◆ Reading text
Functions which set the hyperparameters, seeds, and prior
weight for each model to be used in Bayesian model averaging
via dreamer_mcmc().
See each function's section below for the model's details. In the following, \(y\) denotes the response variable and \(d\) represents the dose.
For the longitudinal specifications, see documentation on
model_longitudinal.
model_linear(
mu_b1,
sigma_b1,
mu_b2,
sigma_b2,
shape,
rate,
w_prior = 1,
longitudinal = NULL
)
model_quad(
mu_b1,
sigma_b1,
mu_b2,
sigma_b2,
mu_b3,
sigma_b3,
shape,
rate,
w_prior = 1,
longitudinal = NULL
)
model_loglinear(
mu_b1,
sigma_b1,
mu_b2,
sigma_b2,
shape,
rate,
w_prior = 1,
longitudinal = NULL
)
model_logquad(
mu_b1,
sigma_b1,
mu_b2,
sigma_b2,
mu_b3,
sigma_b3,
shape,
rate,
w_prior = 1,
longitudinal = NULL
)
model_emax(
mu_b1,
sigma_b1,
mu_b2,
sigma_b2,
mu_b3,
sigma_b3,
mu_b4,
sigma_b4,
shape,
rate,
w_prior = 1,
longitudinal = NULL
)

◆ Extracted entries
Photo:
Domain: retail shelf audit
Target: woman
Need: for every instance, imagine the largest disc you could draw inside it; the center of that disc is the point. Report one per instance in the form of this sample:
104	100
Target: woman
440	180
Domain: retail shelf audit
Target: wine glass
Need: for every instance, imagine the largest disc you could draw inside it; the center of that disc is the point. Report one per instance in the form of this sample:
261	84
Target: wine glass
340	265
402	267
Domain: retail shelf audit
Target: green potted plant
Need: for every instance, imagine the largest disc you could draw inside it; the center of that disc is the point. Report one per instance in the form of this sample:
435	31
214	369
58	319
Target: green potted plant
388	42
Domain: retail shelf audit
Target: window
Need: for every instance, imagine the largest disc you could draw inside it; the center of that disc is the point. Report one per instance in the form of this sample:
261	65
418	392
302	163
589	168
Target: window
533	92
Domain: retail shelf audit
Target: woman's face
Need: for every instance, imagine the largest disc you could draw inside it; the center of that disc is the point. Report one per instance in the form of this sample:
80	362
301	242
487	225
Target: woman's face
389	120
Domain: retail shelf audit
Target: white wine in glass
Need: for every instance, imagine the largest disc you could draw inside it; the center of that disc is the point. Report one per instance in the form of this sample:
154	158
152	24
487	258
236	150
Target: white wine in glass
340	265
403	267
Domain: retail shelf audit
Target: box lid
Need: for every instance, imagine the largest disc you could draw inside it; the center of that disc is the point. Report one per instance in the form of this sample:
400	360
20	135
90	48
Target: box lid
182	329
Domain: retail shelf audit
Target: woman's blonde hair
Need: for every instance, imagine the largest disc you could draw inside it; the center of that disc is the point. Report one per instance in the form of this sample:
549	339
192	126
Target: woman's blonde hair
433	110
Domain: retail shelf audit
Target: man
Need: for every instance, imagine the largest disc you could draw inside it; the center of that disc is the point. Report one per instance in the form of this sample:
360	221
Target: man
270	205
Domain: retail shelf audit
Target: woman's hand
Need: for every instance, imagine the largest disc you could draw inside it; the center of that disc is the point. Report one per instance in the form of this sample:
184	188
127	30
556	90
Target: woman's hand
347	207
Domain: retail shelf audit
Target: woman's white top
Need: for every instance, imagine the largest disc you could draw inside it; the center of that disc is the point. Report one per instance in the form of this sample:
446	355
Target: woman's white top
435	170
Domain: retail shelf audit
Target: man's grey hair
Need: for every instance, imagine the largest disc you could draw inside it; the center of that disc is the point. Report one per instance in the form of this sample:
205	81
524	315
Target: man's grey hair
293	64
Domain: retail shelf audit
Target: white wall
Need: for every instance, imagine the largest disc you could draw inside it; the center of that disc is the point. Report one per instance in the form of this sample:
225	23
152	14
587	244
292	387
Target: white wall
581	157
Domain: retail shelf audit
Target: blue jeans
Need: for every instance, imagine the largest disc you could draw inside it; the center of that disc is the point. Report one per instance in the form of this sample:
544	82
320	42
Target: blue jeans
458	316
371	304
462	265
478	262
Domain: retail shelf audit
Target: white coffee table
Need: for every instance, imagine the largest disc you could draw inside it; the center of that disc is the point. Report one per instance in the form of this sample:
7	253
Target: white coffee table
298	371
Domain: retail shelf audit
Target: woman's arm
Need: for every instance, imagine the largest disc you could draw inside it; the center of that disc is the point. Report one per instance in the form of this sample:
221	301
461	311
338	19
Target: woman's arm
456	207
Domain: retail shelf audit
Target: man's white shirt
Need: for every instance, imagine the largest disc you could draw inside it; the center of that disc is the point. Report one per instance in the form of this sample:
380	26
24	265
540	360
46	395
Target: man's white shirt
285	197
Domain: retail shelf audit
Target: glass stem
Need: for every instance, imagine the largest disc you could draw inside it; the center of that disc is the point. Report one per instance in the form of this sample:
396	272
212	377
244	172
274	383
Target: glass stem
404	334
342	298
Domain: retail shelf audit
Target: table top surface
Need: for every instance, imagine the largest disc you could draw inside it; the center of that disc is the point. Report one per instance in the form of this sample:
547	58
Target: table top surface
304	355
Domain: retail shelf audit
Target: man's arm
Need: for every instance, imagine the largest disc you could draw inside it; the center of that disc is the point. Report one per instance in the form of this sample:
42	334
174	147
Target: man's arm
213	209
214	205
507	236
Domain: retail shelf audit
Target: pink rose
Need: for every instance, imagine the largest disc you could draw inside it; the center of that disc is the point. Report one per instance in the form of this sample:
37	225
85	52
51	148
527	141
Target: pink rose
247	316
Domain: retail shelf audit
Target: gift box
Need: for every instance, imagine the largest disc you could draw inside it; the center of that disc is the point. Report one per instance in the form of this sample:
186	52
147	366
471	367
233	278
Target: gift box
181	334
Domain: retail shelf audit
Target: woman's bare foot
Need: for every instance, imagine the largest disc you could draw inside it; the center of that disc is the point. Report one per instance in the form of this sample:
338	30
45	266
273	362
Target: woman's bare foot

◆ To-do list
1. List the names of all functions whose signatures appear in the model-specification documentation.
2. Extend the model-specification documentation with the next part, picking up right after its final line.

◆ Response list
1.
model_linear
model_quad
model_loglinear
model_logquad
model_emax

2.
model_exp(
mu_b1,
sigma_b1,
mu_b2,
sigma_b2,
mu_b3,
sigma_b3,
shape,
rate,
w_prior = 1,
longitudinal = NULL
)
model_beta(
mu_b1,
sigma_b1,
mu_b2,
sigma_b2,
mu_b3,
sigma_b3,
mu_b4,
sigma_b4,
shape,
rate,
scale = NULL,
w_prior = 1,
longitudinal = NULL
)
model_independent(
mu_b1,
sigma_b1,
shape,
rate,
doses = NULL,
w_prior = 1,
longitudinal = NULL
)
model_linear_binary(
mu_b1,
sigma_b1,
mu_b2,
sigma_b2,
link,
w_prior = 1,
longitudinal = NULL
)
model_quad_binary(
mu_b1,
sigma_b1,
mu_b2,
sigma_b2,
mu_b3,
sigma_b3,
link,
w_prior = 1,
longitudinal = NULL
)
model_loglinear_binary(
mu_b1,
sigma_b1,
mu_b2,
sigma_b2,
link,
w_prior = 1,
longitudinal = NULL
)
model_logquad_binary(
mu_b1,
sigma_b1,
mu_b2,
sigma_b2,
mu_b3,
sigma_b3,
link,
w_prior = 1,
longitudinal = NULL
)
model_emax_binary(
mu_b1,
sigma_b1,
mu_b2,
sigma_b2,
mu_b3,
sigma_b3,
mu_b4,
sigma_b4,
link,
w_prior = 1,
longitudinal = NULL
)
model_exp_binary(
mu_b1,
sigma_b1,
mu_b2,
sigma_b2,
mu_b3,
sigma_b3,
link,
w_prior = 1,
longitudinal = NULL
)
model_beta_binary(
mu_b1,
sigma_b1,
mu_b2,
sigma_b2,
mu_b3,
sigma_b3,
mu_b4,
sigma_b4,
scale = NULL,
link,
w_prior = 1,
longitudinal = NULL
)
model_independent_binary(
mu_b1,
sigma_b1,
doses = NULL,
link,
w_prior = 1,
longitudinal = NULL
)Arguments
- mu_b1, sigma_b1, mu_b2, sigma_b2, mu_b3, sigma_b3, mu_b4, sigma_b4, shape, rate
models parameters. See sections below for interpretation in specific models.
- w_prior
a scalar between 0 and 1 indicating the prior weight of the model.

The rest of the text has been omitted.